* WORK REQUEST:
Should an entry contain an image, leave the image out and repeat the entry's text exactly.

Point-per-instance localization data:
-- Opening Marker --
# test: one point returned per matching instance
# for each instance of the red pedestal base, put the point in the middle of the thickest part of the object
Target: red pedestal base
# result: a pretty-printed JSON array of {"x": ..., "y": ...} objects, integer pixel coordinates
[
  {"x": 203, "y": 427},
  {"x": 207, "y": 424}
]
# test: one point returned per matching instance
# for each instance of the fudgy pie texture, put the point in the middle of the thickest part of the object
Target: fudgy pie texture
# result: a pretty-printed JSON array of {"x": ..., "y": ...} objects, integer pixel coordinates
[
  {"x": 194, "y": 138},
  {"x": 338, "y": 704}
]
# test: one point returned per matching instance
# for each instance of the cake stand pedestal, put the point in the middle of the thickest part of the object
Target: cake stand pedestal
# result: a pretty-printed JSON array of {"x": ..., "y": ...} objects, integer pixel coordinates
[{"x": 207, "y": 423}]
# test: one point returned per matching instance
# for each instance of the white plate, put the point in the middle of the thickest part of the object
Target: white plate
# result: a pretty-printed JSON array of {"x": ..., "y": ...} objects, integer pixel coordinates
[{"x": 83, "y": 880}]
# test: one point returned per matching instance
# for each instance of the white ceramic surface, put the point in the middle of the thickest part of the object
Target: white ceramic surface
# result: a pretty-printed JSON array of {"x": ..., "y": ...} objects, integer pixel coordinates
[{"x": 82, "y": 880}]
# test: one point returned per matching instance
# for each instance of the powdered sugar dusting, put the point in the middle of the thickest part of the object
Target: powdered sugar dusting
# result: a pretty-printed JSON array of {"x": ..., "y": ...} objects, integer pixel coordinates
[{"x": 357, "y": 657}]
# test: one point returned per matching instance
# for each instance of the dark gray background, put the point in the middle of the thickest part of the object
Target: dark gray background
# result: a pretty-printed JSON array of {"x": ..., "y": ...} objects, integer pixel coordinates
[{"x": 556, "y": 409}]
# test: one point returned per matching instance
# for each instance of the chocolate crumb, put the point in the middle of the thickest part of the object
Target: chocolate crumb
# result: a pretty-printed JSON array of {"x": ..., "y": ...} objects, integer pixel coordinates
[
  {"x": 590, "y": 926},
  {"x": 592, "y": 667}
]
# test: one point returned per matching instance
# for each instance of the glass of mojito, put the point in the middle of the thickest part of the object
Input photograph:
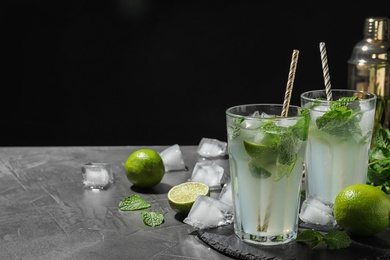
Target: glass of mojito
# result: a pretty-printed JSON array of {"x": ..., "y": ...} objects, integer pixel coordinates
[
  {"x": 266, "y": 157},
  {"x": 339, "y": 140}
]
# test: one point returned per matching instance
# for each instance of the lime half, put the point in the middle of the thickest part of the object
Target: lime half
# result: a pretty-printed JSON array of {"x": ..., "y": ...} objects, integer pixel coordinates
[{"x": 182, "y": 196}]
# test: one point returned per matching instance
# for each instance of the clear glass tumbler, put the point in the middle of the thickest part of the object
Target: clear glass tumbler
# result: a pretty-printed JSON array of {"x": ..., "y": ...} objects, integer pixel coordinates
[
  {"x": 266, "y": 156},
  {"x": 339, "y": 140}
]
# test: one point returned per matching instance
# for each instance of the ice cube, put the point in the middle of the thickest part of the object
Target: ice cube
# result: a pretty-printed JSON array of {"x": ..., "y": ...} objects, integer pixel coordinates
[
  {"x": 212, "y": 148},
  {"x": 314, "y": 210},
  {"x": 226, "y": 194},
  {"x": 209, "y": 173},
  {"x": 173, "y": 158},
  {"x": 97, "y": 175},
  {"x": 208, "y": 212}
]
-- Closing Marker --
* EXERCISE ANSWER:
# test: one point returned per matching instance
# for each instance of the red pedestal base, put the point in the middle of the thickest part of the object
Target: red pedestal base
# result: a pretty-printed JSON array of {"x": ..., "y": ...} objects, integer pixel coordinates
[
  {"x": 203, "y": 427},
  {"x": 207, "y": 424}
]
# test: one point returned per matching instance
# for each instance of the fudgy pie texture, put the point in the middle of the thickest part of the object
Target: fudgy pie texture
# result: a pretty-printed JSON array of {"x": ..., "y": ...} objects, integer pixel coordinates
[
  {"x": 194, "y": 138},
  {"x": 338, "y": 704}
]
# test: one point returned per matching instance
# for each instance of the cake stand pedestal, put the point in the middle of the thickest part of the object
Target: cake stand pedestal
# result: a pretty-printed JSON array of {"x": ..., "y": ...} objects, integer pixel coordinates
[{"x": 207, "y": 423}]
# test: one point returned per matching instance
# for each instance of the white plate, put the point in the middle of the thickest part of the object
Target: white plate
# result: a pretty-printed JSON array of {"x": ..., "y": ...} objects, integer pixel coordinates
[{"x": 83, "y": 880}]
# test: one point returned per matching instance
# for each instance of the white ceramic surface, put the point in the middle of the thickest part of the object
Target: white ceramic surface
# result: a pretty-printed JSON array of {"x": ..., "y": ...} objects, integer pixel coordinates
[{"x": 82, "y": 880}]
# test: one point returned per matching instance
# for each instance of the powdered sugar dusting, put the point in the middle of the thickest part of the object
Target: powdered sugar dusting
# result: a pretty-printed JSON array of {"x": ..., "y": ...} objects, integer pixel coordinates
[{"x": 357, "y": 657}]
# test: one point returned per matching instance
# for each instance of the dark gray background, put the point in the middle of the thickest part of the object
Target: dark gray background
# result: a pretty-printed JSON array of {"x": ..., "y": ...} objects, integer pixel coordinates
[{"x": 556, "y": 409}]
# test: one point returned per matching instance
# for each instance of the chocolate crumb, put the point in the middle of the thickest part of the object
Target: chocolate crumb
# result: a pretty-printed JSON array of {"x": ..., "y": ...} objects, integer pixel coordinates
[
  {"x": 590, "y": 926},
  {"x": 592, "y": 667}
]
# test: one point returned per matching instance
# for each instance of the glass of mojito, put the point in the middle of the thickest part of the object
Input photograph:
Target: glass of mojito
# result: a pretty-printed JSON array of {"x": ..., "y": ...} objects, integer pixel coordinates
[
  {"x": 266, "y": 157},
  {"x": 339, "y": 140}
]
# test: one point returned per matching instance
# for each instance of the lime half, put the point in the middle of the thickest part of the object
Target: lime half
# result: a pretty-printed JSON array of {"x": ..., "y": ...} objects, integer pixel coordinates
[{"x": 182, "y": 196}]
# test: one point returned per matching instance
# for each instance of the clear glass tumbler, put the point in the middle of the thickest part of the object
Target: clear glass tumbler
# result: a pretty-printed JSON array of {"x": ..., "y": ...} objects, integer pixel coordinates
[
  {"x": 266, "y": 156},
  {"x": 339, "y": 140}
]
# test: one point returned per matching instance
# for each instance of the ice cube, put the point in the middle of the thickest part of the object
Target: ice cube
# result: a pretty-printed JSON array of {"x": ..., "y": ...} objects, integer pixel coordinates
[
  {"x": 212, "y": 148},
  {"x": 314, "y": 210},
  {"x": 226, "y": 194},
  {"x": 209, "y": 173},
  {"x": 173, "y": 158},
  {"x": 97, "y": 175},
  {"x": 208, "y": 212}
]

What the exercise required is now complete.